**УСЛОВИЕ ЗАДАНИЯ**. Перепишите приведенный ниже исходный текст полностью и дословно, ничего не меняя.

**ИСХОДНЫЙ ТЕКСТ**.

::::

Читать книгу "Тайны земли Московской - Нина Молева"
Шрифт:
Интервал:
Закладка:
О сентябре и вспоминать страшно — залила Москву людская кровь. Казнили здесь многих москвичей, смолян, костромичей, вологжан, ярославцев и других. За подделку монет.
На день Сергия Радонежского отправился великий князь с семейством и «непраздной» княгиней на богомолье к Троице, а оттуда на свою потеху — в село Озерецкое на Волоке.
В Озерецком «явися у него мала болячка на левой стране на стегне (бедре) на згибе, близ нужного места, з булавочную голову, верху же у нее несть, ни гною в ней несть же, а сама багрова».
Вспоминать об этом стали позже, как и гадать, что за притча: откуда хворь взялась. Зашелестело кругом: не отрава ли?

::::

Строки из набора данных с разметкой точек
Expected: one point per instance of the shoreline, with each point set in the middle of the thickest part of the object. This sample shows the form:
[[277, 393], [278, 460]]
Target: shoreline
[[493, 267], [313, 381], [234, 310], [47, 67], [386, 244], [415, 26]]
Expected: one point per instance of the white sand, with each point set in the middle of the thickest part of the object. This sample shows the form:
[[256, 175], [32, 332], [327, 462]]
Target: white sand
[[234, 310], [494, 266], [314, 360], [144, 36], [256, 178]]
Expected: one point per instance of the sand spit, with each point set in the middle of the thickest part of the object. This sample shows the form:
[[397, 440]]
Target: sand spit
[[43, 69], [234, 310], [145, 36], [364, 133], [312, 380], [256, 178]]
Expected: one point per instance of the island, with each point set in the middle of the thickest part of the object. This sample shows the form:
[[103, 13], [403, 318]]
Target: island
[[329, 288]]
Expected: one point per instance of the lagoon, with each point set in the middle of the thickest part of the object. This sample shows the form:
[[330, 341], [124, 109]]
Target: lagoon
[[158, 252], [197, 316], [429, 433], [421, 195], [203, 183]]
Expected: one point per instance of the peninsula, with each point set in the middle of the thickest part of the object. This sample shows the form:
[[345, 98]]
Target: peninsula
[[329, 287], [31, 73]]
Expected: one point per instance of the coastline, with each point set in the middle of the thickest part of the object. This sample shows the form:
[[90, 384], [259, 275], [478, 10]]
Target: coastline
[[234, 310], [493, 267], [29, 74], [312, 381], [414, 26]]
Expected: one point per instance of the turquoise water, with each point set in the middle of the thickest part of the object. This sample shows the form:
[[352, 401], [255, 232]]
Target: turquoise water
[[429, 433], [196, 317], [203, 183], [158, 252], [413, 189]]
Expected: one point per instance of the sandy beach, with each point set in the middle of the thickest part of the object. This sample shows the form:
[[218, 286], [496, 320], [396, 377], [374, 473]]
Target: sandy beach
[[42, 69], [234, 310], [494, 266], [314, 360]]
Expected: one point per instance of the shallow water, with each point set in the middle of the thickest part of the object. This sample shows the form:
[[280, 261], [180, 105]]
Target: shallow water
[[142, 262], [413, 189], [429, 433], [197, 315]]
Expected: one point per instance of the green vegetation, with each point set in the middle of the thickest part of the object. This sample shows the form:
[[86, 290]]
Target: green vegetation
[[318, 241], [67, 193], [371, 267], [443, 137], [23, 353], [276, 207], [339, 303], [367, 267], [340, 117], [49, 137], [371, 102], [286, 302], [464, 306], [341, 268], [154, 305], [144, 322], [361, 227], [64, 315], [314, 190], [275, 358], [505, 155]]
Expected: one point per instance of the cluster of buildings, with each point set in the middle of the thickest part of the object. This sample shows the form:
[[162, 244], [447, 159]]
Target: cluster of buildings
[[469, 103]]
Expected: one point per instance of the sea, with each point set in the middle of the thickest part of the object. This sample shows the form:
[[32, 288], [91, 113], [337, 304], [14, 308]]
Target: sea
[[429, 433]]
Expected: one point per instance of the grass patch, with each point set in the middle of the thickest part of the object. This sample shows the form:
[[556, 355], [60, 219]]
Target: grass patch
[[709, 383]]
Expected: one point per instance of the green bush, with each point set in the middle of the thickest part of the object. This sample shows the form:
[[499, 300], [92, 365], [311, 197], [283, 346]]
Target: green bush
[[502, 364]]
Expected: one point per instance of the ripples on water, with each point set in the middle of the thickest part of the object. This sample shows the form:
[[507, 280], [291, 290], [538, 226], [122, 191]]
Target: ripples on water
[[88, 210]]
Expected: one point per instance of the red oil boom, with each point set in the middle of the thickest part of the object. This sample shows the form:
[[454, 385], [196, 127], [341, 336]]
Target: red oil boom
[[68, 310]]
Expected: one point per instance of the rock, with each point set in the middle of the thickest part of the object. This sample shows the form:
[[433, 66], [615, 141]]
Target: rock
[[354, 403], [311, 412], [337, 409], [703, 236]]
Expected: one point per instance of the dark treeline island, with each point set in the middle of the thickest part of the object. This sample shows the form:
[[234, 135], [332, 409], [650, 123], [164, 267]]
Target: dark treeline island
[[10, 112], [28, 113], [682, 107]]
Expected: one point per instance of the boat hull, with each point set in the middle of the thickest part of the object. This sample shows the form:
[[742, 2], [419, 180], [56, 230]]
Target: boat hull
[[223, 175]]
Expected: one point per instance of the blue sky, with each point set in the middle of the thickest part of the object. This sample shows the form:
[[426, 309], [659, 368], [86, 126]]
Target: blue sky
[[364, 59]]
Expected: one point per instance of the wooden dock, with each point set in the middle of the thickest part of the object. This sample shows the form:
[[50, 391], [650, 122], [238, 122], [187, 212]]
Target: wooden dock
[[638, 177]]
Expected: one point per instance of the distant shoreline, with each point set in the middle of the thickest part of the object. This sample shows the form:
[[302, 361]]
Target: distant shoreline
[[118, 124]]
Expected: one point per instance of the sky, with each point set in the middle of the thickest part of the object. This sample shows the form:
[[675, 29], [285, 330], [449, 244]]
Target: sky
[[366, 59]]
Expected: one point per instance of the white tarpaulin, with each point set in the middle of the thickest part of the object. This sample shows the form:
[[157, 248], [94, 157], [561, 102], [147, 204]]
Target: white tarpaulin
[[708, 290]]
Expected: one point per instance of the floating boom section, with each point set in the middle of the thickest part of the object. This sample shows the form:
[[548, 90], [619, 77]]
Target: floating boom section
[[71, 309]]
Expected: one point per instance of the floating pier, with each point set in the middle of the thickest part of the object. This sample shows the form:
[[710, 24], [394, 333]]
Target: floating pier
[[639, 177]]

::::

**РЕЗУЛЬТАТ ВЫПОЛНЕНИЯ**.
Читать книгу "Тайны земли Московской - Нина Молева"
Шрифт:
Интервал:
Закладка:
О сентябре и вспоминать страшно — залила Москву людская кровь. Казнили здесь многих москвичей, смолян, костромичей, вологжан, ярославцев и других. За подделку монет.
На день Сергия Радонежского отправился великий князь с семейством и «непраздной» княгиней на богомолье к Троице, а оттуда на свою потеху — в село Озерецкое на Волоке.
В Озерецком «явися у него мала болячка на левой стране на стегне (бедре) на згибе, близ нужного места, з булавочную голову, верху же у нее несть, ни гною в ней несть же, а сама багрова».
Вспоминать об этом стали позже, как и гадать, что за притча: откуда хворь взялась. Зашелестело кругом: не отрава ли?